(练习任务):
列出下方框标注数据中所有包含字符串“query”的行，逐行原样抄录。

框标注数据行

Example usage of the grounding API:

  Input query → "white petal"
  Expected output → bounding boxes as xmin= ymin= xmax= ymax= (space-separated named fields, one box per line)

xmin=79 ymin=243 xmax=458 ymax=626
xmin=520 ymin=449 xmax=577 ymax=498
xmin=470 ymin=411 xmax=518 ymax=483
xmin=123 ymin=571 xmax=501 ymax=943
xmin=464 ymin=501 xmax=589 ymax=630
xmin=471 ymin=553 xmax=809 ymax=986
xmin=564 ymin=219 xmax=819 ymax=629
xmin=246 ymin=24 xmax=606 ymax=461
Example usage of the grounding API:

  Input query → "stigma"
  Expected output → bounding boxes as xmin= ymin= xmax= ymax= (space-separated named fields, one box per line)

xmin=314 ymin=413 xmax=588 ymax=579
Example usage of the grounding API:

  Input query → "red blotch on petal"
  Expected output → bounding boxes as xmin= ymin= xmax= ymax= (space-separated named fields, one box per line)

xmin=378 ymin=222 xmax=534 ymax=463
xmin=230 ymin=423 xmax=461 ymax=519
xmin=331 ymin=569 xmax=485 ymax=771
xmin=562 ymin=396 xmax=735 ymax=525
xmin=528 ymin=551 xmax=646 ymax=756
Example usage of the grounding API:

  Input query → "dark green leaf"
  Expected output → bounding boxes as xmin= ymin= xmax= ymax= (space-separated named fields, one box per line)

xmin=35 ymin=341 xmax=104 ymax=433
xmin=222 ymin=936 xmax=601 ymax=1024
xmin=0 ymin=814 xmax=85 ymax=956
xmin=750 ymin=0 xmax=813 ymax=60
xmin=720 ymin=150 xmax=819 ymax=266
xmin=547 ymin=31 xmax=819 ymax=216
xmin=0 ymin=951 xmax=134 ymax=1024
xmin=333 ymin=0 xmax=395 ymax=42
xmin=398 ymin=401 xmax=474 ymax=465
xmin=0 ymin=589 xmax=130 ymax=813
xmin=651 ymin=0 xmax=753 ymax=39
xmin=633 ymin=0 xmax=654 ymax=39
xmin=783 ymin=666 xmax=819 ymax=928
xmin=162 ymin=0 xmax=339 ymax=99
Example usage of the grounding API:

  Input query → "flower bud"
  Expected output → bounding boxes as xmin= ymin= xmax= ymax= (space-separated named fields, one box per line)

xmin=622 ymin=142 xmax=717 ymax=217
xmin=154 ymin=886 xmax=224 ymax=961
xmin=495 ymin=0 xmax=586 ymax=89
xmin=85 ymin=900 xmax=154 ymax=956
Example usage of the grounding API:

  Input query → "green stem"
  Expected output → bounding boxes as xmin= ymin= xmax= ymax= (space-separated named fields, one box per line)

(本题解答):
  Input query → "white petal"
  Input query → "stigma"
  Input query → "red blotch on petal"
  Input query → "dark green leaf"
  Input query → "flower bud"
  Input query → "green stem"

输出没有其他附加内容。